> [Try it]:
Extract all lines that hold "Outline" from the records below.

============

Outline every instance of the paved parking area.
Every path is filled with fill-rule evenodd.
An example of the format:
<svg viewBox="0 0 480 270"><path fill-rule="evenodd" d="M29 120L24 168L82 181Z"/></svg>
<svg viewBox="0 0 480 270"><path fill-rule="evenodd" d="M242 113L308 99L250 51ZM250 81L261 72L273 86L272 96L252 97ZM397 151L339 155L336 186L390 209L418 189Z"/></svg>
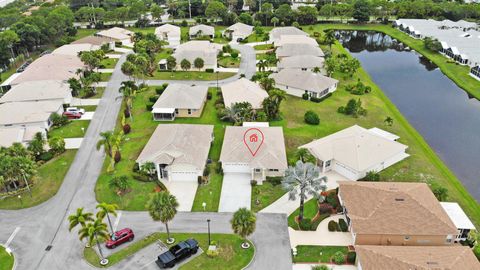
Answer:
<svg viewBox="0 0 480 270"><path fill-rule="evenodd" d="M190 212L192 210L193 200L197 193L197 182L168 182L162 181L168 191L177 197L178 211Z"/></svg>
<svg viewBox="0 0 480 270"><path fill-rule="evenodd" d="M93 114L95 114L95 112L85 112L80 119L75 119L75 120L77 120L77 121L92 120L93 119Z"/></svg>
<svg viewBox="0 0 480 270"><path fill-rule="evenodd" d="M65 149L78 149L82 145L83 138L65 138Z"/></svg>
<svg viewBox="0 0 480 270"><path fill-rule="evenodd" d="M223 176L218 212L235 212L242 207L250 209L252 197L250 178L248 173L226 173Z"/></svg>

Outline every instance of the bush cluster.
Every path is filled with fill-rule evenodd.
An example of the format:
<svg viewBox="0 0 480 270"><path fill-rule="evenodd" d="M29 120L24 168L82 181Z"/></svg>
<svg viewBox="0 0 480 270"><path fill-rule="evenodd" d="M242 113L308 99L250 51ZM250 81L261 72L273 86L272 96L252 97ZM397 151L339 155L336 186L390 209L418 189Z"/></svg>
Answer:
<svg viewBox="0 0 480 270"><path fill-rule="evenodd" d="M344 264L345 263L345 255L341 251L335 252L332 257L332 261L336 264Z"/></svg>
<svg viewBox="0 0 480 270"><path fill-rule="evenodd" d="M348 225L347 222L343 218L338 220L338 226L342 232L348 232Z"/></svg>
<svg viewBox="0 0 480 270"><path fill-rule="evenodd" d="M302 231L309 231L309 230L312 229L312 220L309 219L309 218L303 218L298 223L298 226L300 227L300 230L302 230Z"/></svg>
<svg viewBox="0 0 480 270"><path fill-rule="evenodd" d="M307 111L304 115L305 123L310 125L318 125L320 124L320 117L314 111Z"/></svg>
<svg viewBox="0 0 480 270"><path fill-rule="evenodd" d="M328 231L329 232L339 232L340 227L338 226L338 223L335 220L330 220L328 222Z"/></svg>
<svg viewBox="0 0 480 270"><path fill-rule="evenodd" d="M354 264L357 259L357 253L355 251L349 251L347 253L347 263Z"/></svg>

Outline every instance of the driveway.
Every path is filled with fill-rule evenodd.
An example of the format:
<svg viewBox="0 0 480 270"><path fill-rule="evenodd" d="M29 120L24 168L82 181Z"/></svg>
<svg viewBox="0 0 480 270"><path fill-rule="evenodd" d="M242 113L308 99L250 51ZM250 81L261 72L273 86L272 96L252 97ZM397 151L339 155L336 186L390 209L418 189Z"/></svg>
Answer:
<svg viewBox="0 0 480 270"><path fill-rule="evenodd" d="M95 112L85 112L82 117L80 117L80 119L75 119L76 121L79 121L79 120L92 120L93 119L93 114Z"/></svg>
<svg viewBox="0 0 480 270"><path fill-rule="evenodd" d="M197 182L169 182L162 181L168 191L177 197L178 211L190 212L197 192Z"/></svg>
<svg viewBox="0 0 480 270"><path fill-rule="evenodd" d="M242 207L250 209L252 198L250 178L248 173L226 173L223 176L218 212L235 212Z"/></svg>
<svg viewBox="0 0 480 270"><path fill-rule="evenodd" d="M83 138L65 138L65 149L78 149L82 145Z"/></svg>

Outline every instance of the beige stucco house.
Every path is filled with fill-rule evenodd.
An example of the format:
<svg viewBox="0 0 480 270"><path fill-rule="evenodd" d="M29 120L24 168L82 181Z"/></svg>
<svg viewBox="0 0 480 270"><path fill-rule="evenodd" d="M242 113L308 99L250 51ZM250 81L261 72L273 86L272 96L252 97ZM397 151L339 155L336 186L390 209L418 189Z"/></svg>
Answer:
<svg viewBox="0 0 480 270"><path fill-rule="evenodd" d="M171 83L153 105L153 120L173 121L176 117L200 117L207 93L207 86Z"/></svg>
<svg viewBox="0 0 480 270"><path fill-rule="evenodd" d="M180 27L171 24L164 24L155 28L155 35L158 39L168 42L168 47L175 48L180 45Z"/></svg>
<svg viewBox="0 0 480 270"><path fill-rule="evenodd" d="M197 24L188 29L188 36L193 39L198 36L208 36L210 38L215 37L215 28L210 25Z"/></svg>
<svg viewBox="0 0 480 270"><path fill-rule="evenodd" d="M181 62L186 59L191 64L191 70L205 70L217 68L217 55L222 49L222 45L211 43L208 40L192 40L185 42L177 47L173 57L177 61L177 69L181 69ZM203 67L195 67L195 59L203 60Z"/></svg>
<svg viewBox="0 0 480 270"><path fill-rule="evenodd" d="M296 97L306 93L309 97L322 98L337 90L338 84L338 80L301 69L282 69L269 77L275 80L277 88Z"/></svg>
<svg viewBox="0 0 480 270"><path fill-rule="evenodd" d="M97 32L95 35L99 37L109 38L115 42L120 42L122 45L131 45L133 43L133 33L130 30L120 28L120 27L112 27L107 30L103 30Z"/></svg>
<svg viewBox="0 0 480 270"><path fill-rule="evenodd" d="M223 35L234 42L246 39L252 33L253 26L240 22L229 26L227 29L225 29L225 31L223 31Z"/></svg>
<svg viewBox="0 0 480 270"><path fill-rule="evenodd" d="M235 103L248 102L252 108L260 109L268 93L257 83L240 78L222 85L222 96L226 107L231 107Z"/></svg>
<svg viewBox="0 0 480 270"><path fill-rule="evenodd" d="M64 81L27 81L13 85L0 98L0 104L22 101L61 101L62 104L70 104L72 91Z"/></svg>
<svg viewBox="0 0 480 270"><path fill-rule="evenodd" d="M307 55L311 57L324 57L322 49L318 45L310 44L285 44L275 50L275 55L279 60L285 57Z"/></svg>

============

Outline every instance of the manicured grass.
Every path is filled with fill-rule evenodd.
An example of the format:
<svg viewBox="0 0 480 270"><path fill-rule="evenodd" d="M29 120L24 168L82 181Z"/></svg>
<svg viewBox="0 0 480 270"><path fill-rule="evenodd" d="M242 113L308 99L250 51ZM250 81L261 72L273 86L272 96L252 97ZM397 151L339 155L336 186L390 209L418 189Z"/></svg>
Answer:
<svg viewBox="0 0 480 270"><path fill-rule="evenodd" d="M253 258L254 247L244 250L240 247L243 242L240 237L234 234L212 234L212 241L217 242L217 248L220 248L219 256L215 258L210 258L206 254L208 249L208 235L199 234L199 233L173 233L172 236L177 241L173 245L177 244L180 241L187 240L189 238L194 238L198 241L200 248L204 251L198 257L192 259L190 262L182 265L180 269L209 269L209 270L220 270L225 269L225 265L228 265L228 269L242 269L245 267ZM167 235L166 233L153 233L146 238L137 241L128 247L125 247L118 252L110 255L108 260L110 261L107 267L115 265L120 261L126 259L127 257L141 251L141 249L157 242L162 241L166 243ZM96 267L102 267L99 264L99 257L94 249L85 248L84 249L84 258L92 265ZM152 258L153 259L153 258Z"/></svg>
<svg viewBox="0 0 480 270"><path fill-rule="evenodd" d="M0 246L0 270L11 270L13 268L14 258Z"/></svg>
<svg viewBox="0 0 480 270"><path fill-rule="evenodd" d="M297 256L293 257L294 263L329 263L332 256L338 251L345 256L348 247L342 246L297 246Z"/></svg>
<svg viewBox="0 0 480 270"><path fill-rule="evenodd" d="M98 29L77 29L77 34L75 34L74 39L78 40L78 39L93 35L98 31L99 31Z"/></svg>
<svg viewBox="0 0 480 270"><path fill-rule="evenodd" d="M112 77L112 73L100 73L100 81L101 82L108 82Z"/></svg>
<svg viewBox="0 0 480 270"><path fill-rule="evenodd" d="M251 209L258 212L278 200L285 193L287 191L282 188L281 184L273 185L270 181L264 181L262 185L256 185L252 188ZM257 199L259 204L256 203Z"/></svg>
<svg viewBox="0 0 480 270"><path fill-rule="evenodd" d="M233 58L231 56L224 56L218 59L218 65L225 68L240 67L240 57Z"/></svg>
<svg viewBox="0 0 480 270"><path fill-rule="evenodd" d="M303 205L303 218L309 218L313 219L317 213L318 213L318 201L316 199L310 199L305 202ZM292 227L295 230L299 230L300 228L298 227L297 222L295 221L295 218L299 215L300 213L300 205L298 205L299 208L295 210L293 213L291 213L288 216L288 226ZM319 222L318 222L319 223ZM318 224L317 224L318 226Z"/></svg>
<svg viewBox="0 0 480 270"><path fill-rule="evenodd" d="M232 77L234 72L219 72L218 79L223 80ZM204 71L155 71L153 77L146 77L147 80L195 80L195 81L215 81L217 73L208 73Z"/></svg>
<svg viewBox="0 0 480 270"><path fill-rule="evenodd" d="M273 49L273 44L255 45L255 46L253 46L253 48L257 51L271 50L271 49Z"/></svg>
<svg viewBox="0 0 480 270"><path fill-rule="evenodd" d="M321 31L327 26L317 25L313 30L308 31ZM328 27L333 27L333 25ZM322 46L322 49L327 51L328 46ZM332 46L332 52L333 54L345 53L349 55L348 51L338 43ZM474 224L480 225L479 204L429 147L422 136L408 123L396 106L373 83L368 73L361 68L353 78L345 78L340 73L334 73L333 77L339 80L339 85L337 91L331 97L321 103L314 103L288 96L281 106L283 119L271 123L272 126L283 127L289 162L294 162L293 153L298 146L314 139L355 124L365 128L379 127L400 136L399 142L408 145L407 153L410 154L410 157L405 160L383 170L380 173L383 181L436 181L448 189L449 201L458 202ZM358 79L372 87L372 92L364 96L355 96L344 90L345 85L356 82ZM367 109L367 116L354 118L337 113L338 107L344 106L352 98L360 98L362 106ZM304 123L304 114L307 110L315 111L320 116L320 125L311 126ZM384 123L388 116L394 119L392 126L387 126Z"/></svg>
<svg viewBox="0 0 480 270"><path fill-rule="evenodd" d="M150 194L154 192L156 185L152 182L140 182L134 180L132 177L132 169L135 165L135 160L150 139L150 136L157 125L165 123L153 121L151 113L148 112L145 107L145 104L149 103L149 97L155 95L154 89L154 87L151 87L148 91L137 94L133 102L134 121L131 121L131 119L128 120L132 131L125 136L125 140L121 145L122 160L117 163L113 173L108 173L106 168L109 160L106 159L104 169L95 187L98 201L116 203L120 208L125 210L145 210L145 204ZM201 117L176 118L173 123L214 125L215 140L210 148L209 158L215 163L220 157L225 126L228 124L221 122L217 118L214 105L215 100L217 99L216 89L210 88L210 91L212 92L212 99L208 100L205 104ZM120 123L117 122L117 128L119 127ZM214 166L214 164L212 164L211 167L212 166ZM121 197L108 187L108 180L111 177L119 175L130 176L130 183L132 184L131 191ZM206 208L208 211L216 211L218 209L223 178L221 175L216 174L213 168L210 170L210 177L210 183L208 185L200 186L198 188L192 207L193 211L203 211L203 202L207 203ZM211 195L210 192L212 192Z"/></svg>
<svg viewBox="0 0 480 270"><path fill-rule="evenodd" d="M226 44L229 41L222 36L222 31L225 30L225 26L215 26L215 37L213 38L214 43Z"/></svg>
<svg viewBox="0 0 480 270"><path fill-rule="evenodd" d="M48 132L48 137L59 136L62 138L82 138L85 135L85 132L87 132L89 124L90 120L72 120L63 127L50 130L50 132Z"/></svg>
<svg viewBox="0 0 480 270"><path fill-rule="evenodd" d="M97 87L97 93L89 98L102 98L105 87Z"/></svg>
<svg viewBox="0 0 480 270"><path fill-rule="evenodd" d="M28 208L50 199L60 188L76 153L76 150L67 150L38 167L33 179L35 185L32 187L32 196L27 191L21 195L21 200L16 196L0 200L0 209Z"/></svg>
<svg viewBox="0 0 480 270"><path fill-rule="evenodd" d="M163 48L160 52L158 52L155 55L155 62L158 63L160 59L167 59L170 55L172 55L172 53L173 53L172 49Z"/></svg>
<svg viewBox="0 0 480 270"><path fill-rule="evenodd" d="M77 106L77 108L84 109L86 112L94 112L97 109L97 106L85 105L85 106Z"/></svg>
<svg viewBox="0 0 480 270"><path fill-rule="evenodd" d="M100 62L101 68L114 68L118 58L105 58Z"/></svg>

============

> [Answer below]:
Outline every instance of the paved parking area.
Outline every instance of the bush cluster.
Outline every instance of the driveway.
Outline every instance of the beige stucco house.
Outline every instance of the manicured grass.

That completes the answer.